→ YOUR INSTRUCTIONS:
Repeat every line of the rows from the line containing "Every instance of the black" through the last line of the rows, requests included. Scale each coordinate in the answers by 2.15 and round to whole numbers, with halves rounded up.

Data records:
====================

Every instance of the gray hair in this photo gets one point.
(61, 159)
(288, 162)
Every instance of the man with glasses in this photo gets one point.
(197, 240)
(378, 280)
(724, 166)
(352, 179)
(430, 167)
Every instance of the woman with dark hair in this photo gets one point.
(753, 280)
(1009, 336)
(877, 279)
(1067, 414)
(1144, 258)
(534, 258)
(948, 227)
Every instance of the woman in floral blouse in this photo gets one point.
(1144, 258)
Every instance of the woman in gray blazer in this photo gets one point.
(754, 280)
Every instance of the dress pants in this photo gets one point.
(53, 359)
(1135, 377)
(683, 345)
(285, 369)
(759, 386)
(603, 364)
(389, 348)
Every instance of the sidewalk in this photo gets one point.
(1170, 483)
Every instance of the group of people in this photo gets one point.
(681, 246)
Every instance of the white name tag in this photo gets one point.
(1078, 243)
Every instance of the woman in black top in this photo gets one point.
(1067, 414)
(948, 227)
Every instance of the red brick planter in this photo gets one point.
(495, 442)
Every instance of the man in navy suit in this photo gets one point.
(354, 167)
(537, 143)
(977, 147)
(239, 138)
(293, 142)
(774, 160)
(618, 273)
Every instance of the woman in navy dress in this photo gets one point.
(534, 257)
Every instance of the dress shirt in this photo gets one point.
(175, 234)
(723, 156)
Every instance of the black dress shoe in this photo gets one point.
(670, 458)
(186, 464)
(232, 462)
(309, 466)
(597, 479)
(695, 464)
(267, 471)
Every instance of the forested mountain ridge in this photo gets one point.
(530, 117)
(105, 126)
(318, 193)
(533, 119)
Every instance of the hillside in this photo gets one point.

====================

→ RESPONSE TO THE TASK:
Every instance of the black dress shoe in this photo gets one point.
(1441, 985)
(400, 998)
(499, 993)
(664, 1002)
(1284, 1030)
(1494, 998)
(574, 1013)
Every instance of the forested mountain ridge in this photo gets one point.
(1140, 252)
(226, 271)
(684, 415)
(1146, 256)
Every instance of the hillside in this photo gets one point.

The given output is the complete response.